* **KUTIPAN**

╭──

Dalam proses ekspansi budaya ini, kita pun memerlukan metode penyebaran yang
tepat. Meski pun kita telah melakukan industrialisasi batik, namun permintaan batik di
luar negeri tidak akan serta merta melonjak karena pasar harus tertarik lebih dulu
dengan produk batik. Lalu bagaimana kita akan mempromosikan begitu banyak budaya
kita kepada pasar luar negeri? Bahkan untuk memperkenalkannya saja sudah sulit.
Menurut Turner (1984), budaya pop dan media massa memiliki hubungan simbiotik di
mana keduanya saling tergantung dalam sebuah kolaborasi yang sangat kuat.
Kepopuleran suatu budaya sangat bergantung pada seberapa jauh media massa gencar
mengkampanyekannya. Begitu pula media massa hidup dengan cara mengekspos
budaya-budaya yang sedang dan akan populer. Maka kita harus memprioritaskan terlebih
dahulu produk-produk budaya yang berkaitan dengan komunikasi massa. Saya memilih
industri film sebagai langkah awal ekspansi budaya secara serius. Film yang saya maksud
meliputi film layar lebar dan sinetron di televisi. Format audio visual memungkinkan film
untuk menarik perhatian lebih besar, menjadikannya efektif dalam komunikasi massa.
Alur cerita akan memudahkan para penonton untuk menangkap maksud film dengan cara
yang menyenangkan, sementara film juga mudah disisipi pesan-pesan sampingan yang
tidak begitu disadari seperti iklan dan propaganda.
Film merupakan whole package karena mampu mengakomodasi unsur-unsur
budaya lain seperti bahasa, musik, pakaian, adat, kebiasaan, nilai-nilai dan lain
sebagainya. Misalnya suatu film Indonesia akan menampilkan keseharian masyarakat
Indonesia, para pemerannya berdialog dengan bahasa Indonesia, menyantap masakan
Indonesia, memamerkan alam dan budaya Indonesia, dan sebagainya. Bagi negaranegara
yang sama sekali asing dengan Indonesia, film akan menjadi ajang perkenalan
sekaligus promosi budaya. Sedangkan perbedaan bahasa dapat diatasi dengan subtitle
dan dubbing. Tugas dari film-film ini adalah untuk menjadi sepopuler mungkin di negaranegara
tujuan, karena budaya pop menjanjikan suatu kelas fanatik yang sangat setia
yaitu fans. Selain sebagai konsumen utama produk-produk budaya kita, mereka lah yang
juga kita harapkan akan mampu menjadi agen budaya kita di samping media massa
seperti televisi, majalah, dan internet. Saya ingin mengambil contoh, di kampus saya
terdapat sebuah klub yang membahas semua hal tentang Jepang. Mereka awalnya
adalah fans dari satu atau beberapa produk budaya Jepang seperti komik, anime, dan Jdorama.

╰──

Menurut kutipan di atas, industri apa yang dipilih sebagai langkah awal ekspansi budaya secara serius?

* **DATA TERSIMPAN**
╭──

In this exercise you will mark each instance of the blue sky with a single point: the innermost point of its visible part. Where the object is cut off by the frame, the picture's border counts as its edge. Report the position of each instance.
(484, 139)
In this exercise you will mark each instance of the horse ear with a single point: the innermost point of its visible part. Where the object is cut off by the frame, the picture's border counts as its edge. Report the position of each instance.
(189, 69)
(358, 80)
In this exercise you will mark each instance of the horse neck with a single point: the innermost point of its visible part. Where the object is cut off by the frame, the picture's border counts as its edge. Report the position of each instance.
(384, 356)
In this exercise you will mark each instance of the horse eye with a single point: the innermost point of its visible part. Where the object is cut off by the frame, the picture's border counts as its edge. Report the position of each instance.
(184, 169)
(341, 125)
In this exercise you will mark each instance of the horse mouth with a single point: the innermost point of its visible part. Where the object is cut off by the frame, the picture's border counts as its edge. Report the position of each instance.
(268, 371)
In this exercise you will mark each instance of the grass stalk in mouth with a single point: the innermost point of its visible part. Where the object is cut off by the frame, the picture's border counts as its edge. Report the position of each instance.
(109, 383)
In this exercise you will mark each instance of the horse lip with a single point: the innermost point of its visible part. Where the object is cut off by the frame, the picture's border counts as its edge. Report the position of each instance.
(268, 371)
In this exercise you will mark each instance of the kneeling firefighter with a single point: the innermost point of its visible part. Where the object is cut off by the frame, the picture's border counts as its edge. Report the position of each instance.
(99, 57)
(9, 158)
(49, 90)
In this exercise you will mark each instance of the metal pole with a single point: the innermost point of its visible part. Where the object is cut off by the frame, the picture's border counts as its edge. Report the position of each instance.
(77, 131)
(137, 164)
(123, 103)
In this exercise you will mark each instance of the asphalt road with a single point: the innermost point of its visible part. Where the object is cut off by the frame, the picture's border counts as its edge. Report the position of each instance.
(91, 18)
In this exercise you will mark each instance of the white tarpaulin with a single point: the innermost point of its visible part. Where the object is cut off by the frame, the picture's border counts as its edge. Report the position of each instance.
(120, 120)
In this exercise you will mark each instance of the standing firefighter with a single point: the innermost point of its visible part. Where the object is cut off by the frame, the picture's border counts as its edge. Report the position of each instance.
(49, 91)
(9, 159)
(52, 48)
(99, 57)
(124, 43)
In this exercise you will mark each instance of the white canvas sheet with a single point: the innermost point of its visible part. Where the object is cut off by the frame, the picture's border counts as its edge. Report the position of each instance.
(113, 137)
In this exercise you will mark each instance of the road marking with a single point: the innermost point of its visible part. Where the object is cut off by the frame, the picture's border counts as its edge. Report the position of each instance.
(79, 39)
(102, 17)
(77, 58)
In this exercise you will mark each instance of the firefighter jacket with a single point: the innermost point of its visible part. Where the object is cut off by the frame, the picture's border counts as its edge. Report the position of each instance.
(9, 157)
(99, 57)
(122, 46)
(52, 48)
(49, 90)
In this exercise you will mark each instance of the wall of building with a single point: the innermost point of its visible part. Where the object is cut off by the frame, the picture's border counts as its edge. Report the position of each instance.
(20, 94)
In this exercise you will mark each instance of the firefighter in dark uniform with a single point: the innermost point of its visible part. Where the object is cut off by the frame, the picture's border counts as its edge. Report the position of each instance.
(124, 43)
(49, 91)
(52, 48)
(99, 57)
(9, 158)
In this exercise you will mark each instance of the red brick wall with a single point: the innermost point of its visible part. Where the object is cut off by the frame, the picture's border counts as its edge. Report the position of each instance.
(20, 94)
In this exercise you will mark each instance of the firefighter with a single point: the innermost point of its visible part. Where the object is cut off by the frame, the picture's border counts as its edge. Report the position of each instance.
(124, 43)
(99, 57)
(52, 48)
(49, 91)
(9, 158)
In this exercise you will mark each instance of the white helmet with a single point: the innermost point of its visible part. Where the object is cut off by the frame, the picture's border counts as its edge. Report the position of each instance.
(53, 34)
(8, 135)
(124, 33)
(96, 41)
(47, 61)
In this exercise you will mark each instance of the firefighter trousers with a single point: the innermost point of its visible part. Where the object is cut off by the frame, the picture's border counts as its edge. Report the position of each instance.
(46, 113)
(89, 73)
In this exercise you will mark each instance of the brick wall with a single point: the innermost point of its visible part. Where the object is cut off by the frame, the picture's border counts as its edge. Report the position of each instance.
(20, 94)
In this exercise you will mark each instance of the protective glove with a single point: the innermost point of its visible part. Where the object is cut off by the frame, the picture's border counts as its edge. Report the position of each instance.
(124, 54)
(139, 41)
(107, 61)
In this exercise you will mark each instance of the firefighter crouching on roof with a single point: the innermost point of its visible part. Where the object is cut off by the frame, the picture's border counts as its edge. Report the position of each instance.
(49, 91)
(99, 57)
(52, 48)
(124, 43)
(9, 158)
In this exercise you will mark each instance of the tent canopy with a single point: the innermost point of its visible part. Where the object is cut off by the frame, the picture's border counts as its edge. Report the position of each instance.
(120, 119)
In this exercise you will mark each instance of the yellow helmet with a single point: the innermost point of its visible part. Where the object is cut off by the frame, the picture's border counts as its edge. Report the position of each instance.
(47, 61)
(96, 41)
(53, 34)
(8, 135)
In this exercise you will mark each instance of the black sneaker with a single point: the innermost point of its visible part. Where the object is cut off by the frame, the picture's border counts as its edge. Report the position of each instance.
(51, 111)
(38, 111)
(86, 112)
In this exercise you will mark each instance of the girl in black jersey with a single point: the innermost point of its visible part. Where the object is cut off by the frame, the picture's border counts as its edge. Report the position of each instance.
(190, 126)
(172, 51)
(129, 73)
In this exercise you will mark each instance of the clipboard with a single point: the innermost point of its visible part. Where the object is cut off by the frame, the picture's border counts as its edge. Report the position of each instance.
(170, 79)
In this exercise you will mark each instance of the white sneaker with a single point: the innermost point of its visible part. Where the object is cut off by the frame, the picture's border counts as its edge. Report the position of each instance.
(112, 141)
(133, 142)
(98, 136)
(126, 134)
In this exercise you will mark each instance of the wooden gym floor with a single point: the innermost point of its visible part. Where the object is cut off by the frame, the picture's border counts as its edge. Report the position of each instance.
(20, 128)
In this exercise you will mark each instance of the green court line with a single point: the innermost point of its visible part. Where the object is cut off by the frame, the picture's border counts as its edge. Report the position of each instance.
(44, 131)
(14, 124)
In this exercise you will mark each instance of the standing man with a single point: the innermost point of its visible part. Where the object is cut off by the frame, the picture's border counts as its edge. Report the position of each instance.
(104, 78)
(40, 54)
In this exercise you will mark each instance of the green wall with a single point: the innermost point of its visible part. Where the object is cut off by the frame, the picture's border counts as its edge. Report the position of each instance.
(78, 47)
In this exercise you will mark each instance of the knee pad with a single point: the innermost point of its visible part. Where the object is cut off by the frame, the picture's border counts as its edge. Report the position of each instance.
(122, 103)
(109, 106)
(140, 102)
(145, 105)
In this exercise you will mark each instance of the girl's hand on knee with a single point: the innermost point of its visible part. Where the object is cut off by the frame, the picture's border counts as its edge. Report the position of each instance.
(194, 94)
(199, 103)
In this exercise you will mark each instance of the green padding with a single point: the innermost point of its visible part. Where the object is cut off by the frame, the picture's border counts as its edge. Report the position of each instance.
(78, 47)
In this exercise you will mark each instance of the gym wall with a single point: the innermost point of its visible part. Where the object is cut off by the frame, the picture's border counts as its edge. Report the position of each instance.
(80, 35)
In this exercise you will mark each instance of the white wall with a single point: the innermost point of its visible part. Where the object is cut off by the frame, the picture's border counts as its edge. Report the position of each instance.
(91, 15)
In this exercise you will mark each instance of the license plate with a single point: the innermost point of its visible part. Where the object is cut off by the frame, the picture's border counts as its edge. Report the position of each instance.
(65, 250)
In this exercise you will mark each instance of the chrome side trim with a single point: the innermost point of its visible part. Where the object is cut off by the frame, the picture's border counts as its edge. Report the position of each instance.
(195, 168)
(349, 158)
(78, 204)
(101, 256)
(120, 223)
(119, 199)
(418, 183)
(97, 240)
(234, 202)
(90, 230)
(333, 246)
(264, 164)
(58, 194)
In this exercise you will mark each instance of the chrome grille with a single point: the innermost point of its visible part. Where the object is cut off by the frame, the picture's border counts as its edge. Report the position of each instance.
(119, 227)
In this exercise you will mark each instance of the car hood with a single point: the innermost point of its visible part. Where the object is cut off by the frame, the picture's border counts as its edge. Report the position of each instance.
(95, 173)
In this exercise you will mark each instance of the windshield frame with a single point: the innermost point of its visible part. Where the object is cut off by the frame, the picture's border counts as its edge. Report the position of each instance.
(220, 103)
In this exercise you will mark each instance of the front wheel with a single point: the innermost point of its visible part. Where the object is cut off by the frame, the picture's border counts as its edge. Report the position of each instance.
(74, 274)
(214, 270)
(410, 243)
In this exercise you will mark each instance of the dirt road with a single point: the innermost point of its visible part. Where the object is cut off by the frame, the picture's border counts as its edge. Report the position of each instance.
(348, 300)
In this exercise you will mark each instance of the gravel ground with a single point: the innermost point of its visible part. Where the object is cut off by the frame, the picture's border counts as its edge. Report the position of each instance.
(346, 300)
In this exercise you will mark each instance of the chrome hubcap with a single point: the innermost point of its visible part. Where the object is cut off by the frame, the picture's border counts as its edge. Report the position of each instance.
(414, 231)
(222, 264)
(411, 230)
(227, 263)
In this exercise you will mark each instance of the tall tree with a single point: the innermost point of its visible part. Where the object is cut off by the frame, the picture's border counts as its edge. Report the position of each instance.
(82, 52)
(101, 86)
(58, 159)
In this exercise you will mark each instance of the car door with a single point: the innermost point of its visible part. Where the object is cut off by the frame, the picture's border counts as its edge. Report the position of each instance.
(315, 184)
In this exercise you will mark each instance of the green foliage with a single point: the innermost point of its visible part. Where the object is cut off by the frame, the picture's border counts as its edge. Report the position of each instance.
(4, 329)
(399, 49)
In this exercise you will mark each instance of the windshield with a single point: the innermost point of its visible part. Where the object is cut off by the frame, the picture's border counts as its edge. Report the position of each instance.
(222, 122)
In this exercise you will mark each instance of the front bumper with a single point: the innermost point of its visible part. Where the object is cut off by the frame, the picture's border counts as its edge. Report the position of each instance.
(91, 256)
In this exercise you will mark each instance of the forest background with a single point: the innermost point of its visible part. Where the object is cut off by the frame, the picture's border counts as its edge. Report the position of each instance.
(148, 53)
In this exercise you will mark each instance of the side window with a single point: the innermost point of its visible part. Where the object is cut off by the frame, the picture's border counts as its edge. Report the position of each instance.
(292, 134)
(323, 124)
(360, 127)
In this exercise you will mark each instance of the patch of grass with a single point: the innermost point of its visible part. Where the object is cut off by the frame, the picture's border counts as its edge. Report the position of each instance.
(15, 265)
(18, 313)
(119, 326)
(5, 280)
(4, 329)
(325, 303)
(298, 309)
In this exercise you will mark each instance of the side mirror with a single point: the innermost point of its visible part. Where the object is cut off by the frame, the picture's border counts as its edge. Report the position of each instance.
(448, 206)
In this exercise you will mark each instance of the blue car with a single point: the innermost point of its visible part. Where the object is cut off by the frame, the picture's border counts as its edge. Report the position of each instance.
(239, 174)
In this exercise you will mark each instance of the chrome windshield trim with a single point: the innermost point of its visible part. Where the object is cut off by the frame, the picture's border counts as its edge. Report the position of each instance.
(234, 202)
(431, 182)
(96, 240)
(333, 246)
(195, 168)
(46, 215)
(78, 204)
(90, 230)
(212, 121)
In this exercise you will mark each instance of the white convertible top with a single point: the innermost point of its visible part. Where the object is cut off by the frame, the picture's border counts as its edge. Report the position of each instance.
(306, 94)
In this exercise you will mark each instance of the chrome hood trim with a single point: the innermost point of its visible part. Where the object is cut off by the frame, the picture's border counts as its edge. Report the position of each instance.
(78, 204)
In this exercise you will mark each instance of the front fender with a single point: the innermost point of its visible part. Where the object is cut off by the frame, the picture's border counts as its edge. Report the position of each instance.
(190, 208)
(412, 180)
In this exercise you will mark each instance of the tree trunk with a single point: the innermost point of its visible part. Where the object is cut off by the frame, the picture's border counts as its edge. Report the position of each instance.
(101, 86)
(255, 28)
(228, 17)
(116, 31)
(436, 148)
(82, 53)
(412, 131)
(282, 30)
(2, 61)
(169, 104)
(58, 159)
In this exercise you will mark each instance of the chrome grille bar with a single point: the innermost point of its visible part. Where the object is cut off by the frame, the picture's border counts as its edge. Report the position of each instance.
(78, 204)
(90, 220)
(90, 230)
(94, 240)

╰──

* **JAWABAN**
Industri film, yang meliputi film layar lebar dan sinetron di televisi.